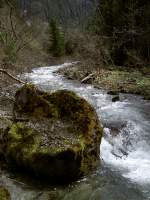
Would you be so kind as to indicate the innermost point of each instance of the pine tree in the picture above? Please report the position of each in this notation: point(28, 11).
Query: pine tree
point(57, 44)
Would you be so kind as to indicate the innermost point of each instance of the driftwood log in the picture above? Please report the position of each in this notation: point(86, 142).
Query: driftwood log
point(11, 76)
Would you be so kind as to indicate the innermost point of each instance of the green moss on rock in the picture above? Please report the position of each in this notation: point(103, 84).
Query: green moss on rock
point(60, 143)
point(4, 194)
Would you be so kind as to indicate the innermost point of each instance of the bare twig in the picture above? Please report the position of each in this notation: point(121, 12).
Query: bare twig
point(11, 76)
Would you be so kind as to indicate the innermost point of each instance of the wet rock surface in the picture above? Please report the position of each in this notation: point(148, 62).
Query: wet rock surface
point(54, 135)
point(4, 194)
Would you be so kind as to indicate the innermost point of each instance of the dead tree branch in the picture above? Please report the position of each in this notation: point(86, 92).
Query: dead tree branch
point(11, 76)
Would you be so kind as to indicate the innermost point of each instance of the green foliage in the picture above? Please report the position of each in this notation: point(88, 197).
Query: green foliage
point(8, 45)
point(124, 26)
point(57, 44)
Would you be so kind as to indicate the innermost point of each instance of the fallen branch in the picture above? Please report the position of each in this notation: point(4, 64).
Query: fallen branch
point(90, 76)
point(11, 76)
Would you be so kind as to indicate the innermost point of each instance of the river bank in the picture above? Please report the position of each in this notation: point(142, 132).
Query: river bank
point(120, 176)
point(113, 79)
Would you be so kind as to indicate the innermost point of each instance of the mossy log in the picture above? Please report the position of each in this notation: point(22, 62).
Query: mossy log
point(61, 139)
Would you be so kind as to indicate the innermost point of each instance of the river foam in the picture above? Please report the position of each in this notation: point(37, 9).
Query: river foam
point(129, 151)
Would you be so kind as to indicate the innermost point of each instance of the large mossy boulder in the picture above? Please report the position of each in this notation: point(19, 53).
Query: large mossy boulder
point(4, 194)
point(54, 135)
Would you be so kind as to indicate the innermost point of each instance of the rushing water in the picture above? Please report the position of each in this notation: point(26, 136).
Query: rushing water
point(125, 150)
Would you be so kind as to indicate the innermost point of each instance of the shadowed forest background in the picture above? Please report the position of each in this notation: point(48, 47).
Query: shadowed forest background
point(110, 37)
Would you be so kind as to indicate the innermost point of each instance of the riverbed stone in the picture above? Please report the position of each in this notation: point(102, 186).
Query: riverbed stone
point(54, 135)
point(4, 194)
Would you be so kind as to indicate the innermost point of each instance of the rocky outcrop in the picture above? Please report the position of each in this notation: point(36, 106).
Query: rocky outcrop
point(54, 135)
point(4, 194)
========
• What the exercise asks
Rewrite every row with "innermost" swapped for "central" and nothing else changed. Omit the pictures from your answer.

• Output below
Would you be so kind as to indicate the central point of each instance of the pine tree in the picture above? Please report the position of each in this notation: point(28, 11).
Query: pine tree
point(57, 44)
Would you be so kind as to indicate the central point of each instance of the driftwood log in the picture above? Please report the position of each in this notation: point(86, 142).
Query: driftwood log
point(11, 76)
Would you be so kind as to indicate the central point of each instance of the green moss on rock in the picture above? Please report the position of each in this notation: point(103, 84).
Query: green moss on rock
point(60, 143)
point(4, 194)
Would you be so kind as to indicate the central point of each instance of the bare twig in the picture above? Please report the position of each in this notation: point(121, 12).
Query: bare twig
point(11, 76)
Would you be so kind as to indicate the central point of each instance of the wet rock surface in the picture above? Please report the position of each in this notation: point(148, 62).
Query: wet rock surface
point(54, 135)
point(4, 194)
Would you be so kind as to indicate the central point of each instance of the dead tree branch in the picture above? Please report the position of each in this notation: point(86, 92).
Query: dead tree branch
point(11, 76)
Would you be so kind as to indicate the central point of each instance of the green foliage in the picture above? Please report the position of each in this notation: point(88, 197).
Query: green foliage
point(8, 45)
point(124, 26)
point(57, 44)
Would you be so kind as to indicate the central point of each instance of the fallen branch in the picture above? Please report the position of each in this notation: point(4, 64).
Query: fallen branch
point(90, 76)
point(11, 76)
Would you be so kind as to indicate the central point of each instance of the river bank in the picture above? Please report the position of each in this notation: point(142, 132).
Query: river bank
point(120, 176)
point(113, 79)
Would you be so kind as to indicate the central point of each instance of the mossy log in the picture above? Please report the position of each in this notation: point(22, 62).
Query: mossy log
point(61, 139)
Would you be so kind as to indicate the central point of each instance of the river foam in the picture above? Please report the position of each in this notation: point(37, 9).
Query: river foam
point(129, 151)
Would you be so kind as to indicate the central point of each instance of the large mossy boulder in the picture above? Please report the position of each in this notation: point(19, 53).
Query: large mossy boulder
point(4, 194)
point(54, 135)
Would you be so kind as to indicate the central point of each instance of the rushing water in the picture above? Please report the position of each in this notation: point(26, 136).
Query: rushing water
point(125, 150)
Would you be so kind as to indicate the central point of each instance of the shadowed forest background in the picture above? Please report the position of each in this notation: point(48, 47).
Query: shadowed forest background
point(110, 37)
Would you be so kind as to indicate the central point of each instance of the riverbed stone in the picture above? Please report the position of each in this notation: point(102, 186).
Query: riverbed stone
point(54, 135)
point(4, 194)
Would you be so kind as to indicate the central point of each instance of the rocky outcrop in the picture above? Please report the position of each in this notation: point(36, 106).
Query: rocky outcrop
point(54, 135)
point(4, 194)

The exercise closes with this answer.